__Provided records__:
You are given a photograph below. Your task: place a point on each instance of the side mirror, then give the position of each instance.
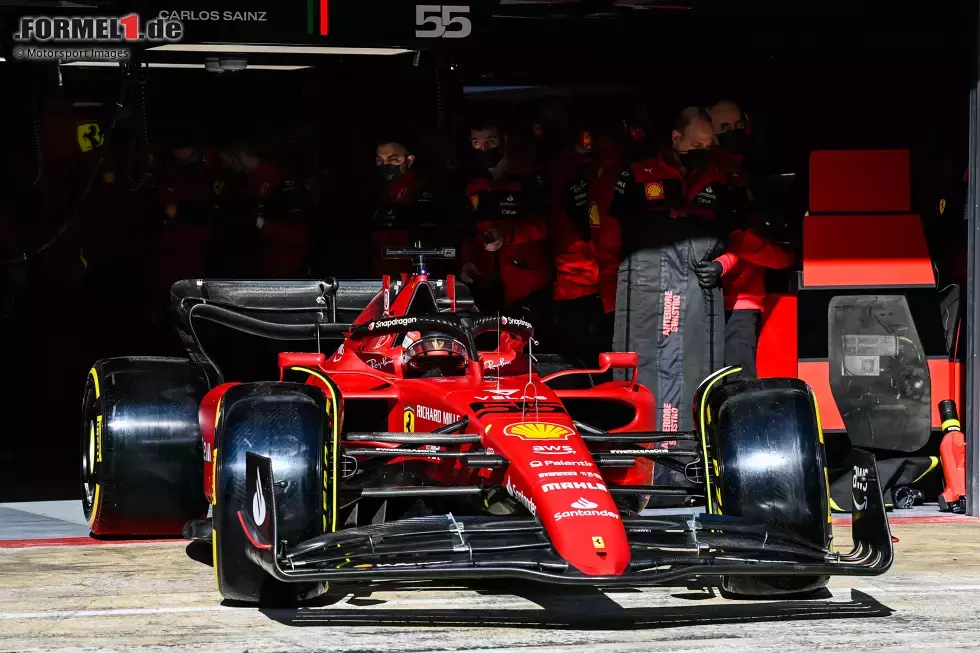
(619, 360)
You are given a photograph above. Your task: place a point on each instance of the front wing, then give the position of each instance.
(664, 549)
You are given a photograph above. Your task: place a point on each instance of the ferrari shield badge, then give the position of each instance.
(538, 431)
(89, 136)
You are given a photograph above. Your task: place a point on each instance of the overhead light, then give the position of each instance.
(243, 48)
(198, 66)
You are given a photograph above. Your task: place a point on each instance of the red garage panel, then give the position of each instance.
(870, 250)
(859, 181)
(776, 356)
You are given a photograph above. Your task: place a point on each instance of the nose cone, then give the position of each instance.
(583, 523)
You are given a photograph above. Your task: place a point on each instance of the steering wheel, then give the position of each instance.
(435, 354)
(460, 329)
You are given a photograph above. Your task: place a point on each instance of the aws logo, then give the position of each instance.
(538, 431)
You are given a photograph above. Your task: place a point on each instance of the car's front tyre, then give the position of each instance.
(767, 464)
(296, 426)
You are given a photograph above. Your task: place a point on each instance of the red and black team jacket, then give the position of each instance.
(749, 253)
(404, 215)
(605, 228)
(516, 207)
(652, 197)
(570, 230)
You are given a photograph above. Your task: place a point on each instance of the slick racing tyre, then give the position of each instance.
(768, 465)
(297, 427)
(142, 469)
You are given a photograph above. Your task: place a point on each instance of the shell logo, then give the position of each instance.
(538, 431)
(654, 190)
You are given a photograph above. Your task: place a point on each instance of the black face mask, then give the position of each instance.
(735, 142)
(488, 158)
(694, 159)
(389, 172)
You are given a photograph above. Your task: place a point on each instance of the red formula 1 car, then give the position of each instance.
(433, 444)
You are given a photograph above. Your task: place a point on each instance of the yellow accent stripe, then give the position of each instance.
(95, 507)
(95, 379)
(214, 477)
(214, 556)
(933, 461)
(826, 477)
(214, 516)
(704, 432)
(335, 439)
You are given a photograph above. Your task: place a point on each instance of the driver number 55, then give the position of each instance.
(442, 21)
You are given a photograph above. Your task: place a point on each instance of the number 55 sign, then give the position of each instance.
(442, 21)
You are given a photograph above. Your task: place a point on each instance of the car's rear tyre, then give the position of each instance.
(295, 425)
(769, 466)
(142, 469)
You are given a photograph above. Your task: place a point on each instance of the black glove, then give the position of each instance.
(708, 274)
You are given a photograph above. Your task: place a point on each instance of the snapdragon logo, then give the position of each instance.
(513, 321)
(398, 321)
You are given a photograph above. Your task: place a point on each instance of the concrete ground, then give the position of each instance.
(63, 593)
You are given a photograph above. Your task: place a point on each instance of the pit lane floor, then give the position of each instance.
(62, 593)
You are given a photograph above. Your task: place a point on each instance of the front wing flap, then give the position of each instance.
(664, 548)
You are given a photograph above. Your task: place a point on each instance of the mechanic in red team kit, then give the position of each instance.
(675, 209)
(578, 308)
(405, 213)
(745, 284)
(508, 258)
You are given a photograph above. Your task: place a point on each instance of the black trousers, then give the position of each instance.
(742, 340)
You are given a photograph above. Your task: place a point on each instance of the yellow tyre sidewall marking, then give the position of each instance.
(334, 423)
(704, 433)
(97, 496)
(826, 475)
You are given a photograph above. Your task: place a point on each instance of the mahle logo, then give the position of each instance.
(97, 29)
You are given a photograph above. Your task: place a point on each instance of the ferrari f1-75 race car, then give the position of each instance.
(433, 444)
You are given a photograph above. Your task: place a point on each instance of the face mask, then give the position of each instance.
(488, 158)
(735, 142)
(389, 172)
(694, 159)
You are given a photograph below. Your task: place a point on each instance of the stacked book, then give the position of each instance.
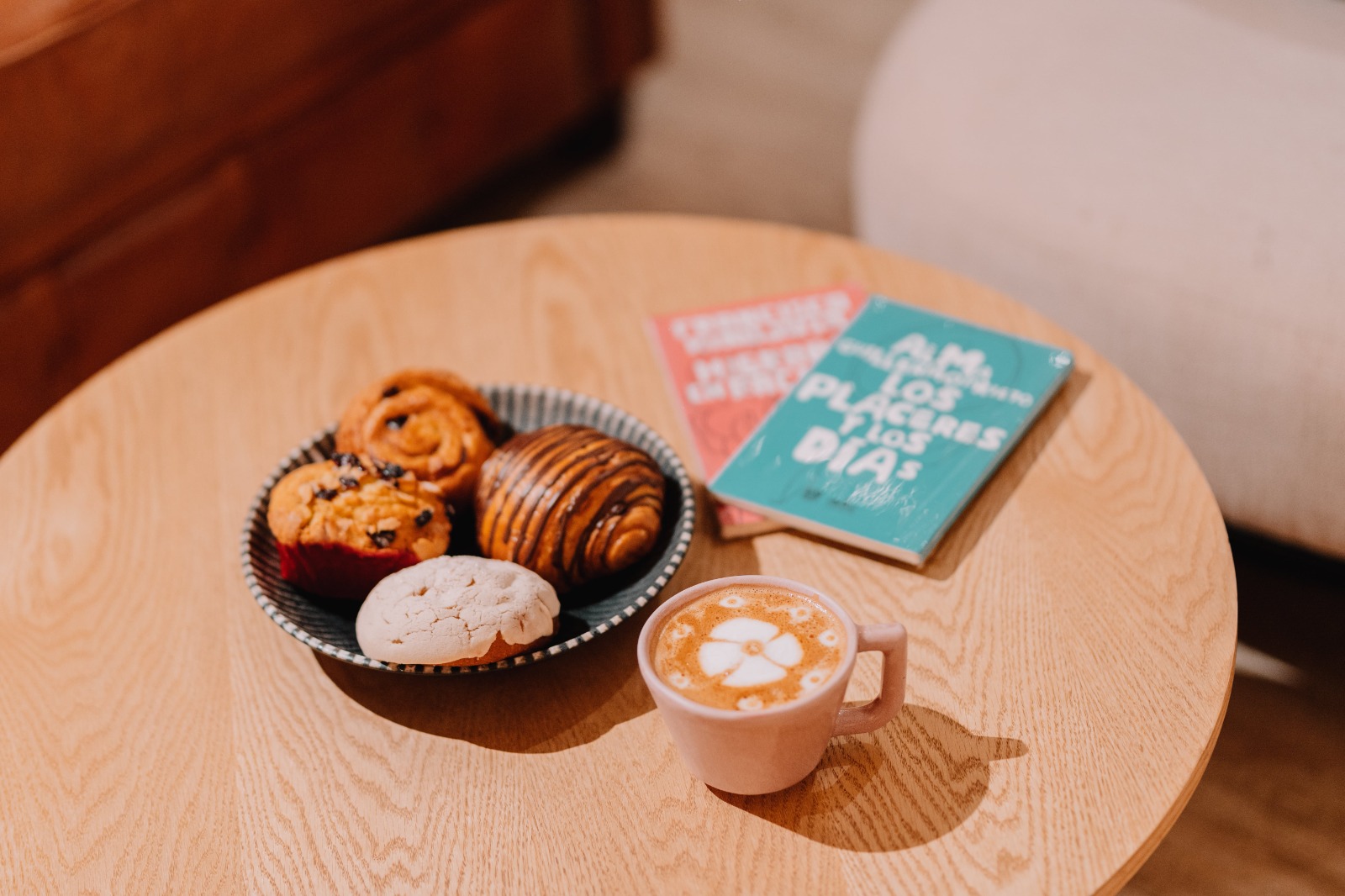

__What is asked__: Output every entry verbatim. Pictures do not belong in the copy.

__Response to this task__:
You are given a photograph below. Your task: place a point on each instance of the side mirror, then give the position of each instance.
(619, 360)
You are given a photograph above. Your task: place a point on each instance of the front wing, then give the position of each instance.
(664, 549)
You are given a photograph above. Your task: place a point on each instance of the ferrari shield badge, then give the position of each instance.
(538, 431)
(89, 136)
You are given a photograph above. Your task: place a point on each instance of the overhead light, then give the position of each instance.
(243, 48)
(198, 66)
You are given a photograph above. Your task: place a point on each instance of the red garage panel, then give the position of each instance.
(870, 250)
(859, 181)
(776, 356)
You are given a photograph above. Your task: place a point on each instance of the nose cone, then give the position of each instance.
(583, 523)
You are given a photograph above. Your task: place a point on each instance of the steering wheel, then give the position of each instance.
(435, 354)
(460, 329)
You are given a photograph above. Your task: place a point on each instance of the aws logo, then give the position of each instance.
(538, 431)
You are given a photograph above. Your task: place a point on each instance of the car's front tyre, then give the position of each instance.
(767, 464)
(296, 426)
You are given a photograph above. Your task: place a point on each instance of the red and black team jacket, then give the position of each instance.
(749, 253)
(404, 215)
(605, 228)
(516, 207)
(652, 197)
(570, 230)
You are given a photograph above. Your task: place a point on each instance of the slick racing tyre, then give the position of each instance.
(768, 465)
(297, 427)
(142, 469)
You are given a photograph above. Your task: place a point on each instance of the shell logo, then give the position of each instance.
(538, 431)
(654, 190)
You are given a photograph above. Your task: place a point on each instance of the black face mask, then give the position of each instance.
(735, 142)
(488, 158)
(694, 159)
(389, 172)
You are given a photograph above. Your task: place a point on each instance of the red formula 1 car, then give the position of each instance.
(433, 444)
You are given a photograph above. Your task: place a point on each instance of the yellow accent stripe, then give the position of each instance.
(95, 507)
(95, 379)
(214, 477)
(214, 556)
(933, 461)
(826, 477)
(214, 516)
(704, 432)
(335, 439)
You are given a photograph above. Your task: place a point on each instance of the driver number 55, then give the position of each instance.
(442, 21)
You are given a photograph above. Your task: place a point on each instance of the number 55 sign, then give the position of each instance.
(442, 21)
You are given a photograph above. Your task: place a point on each instance of the car's rear tyre, then give the position of each instance.
(295, 425)
(769, 466)
(142, 469)
You are given a photograph above. Your task: place a point on each instance of the black glove, then give the position of each instance.
(708, 274)
You are given a photograph above. Your task: place a point on each instance of the snapdragon logo, then give the position of each instance.
(513, 321)
(398, 321)
You are given a photograph above. Your task: place a point on each instance of the concrete ground, then give the position of each instance.
(63, 593)
You are given a photograph above. Your task: place a point on each instance of the pit lane floor, then give the position of each instance.
(62, 593)
You are given a photograph above. Your task: place a point on each instance of the front wing flap, then give the position of each instance.
(664, 548)
You are given a photograph above. Your task: place a point on each instance of the mechanic in red team kit, then give the position of each instance.
(675, 209)
(578, 308)
(405, 213)
(745, 284)
(508, 258)
You are given a photograph above. Your task: place a point on each instance of the black trousers, then give the position of each instance.
(742, 340)
You are given a photograph above. Your task: place a point on each instance of the yellow tyre sidewall marking, then give the position of each instance.
(334, 423)
(704, 433)
(97, 496)
(826, 475)
You are given a photograph above. Your task: place a point on each instance of the mahle logo, then give the position of each instance.
(97, 29)
You are given a photograph above. Your task: place a point on each instance of the ferrari f1-75 race car, then give the position of each instance.
(433, 444)
You are given a photograph above. Your task: place a point on each instance of the face mask, then give the position of each instance.
(488, 158)
(735, 142)
(389, 172)
(694, 159)
You are given a photograph below. Your task: place a point on each instance of the stacked book, then give the position of each instance.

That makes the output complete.